● **ABOUT THIS EXERCISE**:
Search the records below for the word "shadow". Copy each line where it occurs.

BEGIN MATERIAL TO PROCESS

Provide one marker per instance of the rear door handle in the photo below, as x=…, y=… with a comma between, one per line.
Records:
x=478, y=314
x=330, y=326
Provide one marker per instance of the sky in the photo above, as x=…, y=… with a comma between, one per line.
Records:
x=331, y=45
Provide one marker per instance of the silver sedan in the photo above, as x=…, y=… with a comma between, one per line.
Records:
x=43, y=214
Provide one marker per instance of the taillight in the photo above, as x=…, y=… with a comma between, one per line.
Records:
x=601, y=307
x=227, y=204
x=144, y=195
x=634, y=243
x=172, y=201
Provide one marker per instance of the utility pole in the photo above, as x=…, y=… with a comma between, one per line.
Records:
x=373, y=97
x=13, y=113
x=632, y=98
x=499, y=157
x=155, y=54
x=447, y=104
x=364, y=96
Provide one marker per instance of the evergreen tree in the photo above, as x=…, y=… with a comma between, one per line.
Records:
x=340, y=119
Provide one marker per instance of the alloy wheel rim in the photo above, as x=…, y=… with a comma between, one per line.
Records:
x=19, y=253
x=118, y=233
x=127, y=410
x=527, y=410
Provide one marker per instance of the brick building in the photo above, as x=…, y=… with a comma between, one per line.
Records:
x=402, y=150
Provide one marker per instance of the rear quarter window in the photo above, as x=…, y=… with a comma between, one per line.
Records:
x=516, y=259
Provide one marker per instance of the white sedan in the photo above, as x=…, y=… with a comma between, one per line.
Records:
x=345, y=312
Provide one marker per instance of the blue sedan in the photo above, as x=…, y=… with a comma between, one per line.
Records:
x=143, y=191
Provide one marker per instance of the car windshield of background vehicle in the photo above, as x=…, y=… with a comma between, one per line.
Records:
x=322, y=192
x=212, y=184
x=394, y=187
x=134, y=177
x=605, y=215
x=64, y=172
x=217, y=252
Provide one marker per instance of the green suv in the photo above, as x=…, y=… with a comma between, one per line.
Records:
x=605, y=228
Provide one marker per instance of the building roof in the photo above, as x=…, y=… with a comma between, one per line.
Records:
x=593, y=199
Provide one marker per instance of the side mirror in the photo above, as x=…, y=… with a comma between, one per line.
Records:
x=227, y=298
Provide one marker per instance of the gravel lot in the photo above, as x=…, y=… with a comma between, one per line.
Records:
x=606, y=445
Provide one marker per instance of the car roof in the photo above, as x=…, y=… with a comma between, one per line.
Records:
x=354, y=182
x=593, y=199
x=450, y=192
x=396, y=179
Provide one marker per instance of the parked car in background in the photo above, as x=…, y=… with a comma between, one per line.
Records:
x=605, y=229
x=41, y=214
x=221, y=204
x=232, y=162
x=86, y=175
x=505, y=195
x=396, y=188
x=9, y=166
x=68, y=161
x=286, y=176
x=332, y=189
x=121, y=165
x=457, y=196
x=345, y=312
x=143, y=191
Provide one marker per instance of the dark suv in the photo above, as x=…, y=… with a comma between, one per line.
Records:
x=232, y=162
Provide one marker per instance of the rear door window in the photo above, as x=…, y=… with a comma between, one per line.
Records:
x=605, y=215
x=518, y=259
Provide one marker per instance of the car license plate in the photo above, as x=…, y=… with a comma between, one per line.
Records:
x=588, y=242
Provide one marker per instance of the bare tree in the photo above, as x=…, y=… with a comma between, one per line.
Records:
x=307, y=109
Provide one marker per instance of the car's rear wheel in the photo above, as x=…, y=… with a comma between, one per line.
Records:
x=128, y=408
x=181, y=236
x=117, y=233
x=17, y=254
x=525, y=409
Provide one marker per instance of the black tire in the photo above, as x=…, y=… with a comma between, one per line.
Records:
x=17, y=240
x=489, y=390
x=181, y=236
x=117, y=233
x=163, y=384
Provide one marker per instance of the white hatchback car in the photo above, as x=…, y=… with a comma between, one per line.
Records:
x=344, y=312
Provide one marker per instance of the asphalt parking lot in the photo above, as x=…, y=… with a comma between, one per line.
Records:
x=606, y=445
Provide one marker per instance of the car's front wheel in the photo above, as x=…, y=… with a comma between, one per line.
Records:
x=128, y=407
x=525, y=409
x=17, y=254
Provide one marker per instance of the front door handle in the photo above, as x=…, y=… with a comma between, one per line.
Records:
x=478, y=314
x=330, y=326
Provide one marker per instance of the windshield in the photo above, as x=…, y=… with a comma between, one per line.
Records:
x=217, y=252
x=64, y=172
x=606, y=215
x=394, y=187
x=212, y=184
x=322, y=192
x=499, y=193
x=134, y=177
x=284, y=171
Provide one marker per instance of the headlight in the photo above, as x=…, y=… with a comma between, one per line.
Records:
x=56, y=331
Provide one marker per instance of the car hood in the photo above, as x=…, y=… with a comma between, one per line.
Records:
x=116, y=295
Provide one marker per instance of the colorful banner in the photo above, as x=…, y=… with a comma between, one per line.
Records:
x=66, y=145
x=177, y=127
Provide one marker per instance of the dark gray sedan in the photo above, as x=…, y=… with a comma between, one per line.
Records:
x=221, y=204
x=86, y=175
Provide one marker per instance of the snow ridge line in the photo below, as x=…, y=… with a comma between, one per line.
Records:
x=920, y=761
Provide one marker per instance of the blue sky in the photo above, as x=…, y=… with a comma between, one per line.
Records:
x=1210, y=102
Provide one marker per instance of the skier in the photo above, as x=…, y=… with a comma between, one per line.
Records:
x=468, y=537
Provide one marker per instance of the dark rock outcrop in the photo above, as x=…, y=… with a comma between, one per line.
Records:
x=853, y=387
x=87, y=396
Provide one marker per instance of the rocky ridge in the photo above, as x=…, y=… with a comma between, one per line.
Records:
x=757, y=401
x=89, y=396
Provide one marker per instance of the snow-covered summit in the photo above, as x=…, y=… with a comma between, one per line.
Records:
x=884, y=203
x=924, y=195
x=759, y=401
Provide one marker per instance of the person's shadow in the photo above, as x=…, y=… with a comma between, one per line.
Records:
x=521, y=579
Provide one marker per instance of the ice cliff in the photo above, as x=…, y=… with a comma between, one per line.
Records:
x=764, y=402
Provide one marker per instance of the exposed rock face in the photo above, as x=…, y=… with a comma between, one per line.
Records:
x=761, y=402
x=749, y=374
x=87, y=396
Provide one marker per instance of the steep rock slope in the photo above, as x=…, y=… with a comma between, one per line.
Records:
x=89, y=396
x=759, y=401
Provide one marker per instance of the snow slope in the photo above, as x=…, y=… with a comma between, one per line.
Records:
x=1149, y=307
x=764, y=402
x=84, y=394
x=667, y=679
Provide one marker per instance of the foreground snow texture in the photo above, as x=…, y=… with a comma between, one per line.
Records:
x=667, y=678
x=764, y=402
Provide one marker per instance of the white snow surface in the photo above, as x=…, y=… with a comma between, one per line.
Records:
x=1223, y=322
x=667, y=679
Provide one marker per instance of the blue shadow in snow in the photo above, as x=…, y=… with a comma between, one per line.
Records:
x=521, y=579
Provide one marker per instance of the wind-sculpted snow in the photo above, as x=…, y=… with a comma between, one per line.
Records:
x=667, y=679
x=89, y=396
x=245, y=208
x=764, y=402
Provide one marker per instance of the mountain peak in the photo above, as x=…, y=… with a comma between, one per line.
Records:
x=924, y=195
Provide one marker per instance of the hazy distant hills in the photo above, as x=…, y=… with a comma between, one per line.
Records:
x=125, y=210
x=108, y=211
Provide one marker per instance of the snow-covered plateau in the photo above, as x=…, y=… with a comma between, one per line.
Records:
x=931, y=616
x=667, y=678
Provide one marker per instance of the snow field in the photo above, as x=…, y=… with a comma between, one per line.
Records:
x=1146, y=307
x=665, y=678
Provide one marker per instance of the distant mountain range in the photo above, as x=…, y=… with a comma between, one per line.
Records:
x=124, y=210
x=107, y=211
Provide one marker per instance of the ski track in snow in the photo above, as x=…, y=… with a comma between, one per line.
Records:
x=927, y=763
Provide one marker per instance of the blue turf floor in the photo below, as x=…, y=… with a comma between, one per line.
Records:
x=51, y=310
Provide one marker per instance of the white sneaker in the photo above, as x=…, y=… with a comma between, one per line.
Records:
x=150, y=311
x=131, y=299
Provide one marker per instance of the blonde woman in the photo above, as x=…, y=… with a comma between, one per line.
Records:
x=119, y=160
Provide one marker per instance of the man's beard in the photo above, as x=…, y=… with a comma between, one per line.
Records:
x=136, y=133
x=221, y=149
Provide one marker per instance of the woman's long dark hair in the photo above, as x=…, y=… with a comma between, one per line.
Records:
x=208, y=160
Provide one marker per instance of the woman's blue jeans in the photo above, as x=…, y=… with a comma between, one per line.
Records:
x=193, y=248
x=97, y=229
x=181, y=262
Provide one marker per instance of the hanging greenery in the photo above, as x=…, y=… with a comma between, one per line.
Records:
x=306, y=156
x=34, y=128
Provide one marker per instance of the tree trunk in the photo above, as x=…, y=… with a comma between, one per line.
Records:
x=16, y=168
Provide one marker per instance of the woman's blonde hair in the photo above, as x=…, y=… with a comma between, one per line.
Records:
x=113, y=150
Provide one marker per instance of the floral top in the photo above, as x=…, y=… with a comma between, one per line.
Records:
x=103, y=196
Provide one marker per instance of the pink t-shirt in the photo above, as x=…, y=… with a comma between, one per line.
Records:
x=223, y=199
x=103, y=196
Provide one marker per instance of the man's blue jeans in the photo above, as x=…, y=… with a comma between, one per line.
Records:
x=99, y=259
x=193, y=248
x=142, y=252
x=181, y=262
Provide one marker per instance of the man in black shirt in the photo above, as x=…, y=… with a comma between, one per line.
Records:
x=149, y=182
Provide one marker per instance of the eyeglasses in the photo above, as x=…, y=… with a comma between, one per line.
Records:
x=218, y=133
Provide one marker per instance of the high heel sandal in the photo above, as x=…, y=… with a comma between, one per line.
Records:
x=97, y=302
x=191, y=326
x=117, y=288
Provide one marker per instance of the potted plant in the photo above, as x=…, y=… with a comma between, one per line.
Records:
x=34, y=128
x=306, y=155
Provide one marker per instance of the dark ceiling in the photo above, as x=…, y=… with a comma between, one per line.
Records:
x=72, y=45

END MATERIAL TO PROCESS

● **EXERCISE OUTPUT**:
Provide one marker per instance of the person's shadow in the photo above, as x=…, y=… with a comma between, one per line.
Provide one marker per instance of the blue shadow in snow in the photo above, as x=…, y=… with a comma between, one per line.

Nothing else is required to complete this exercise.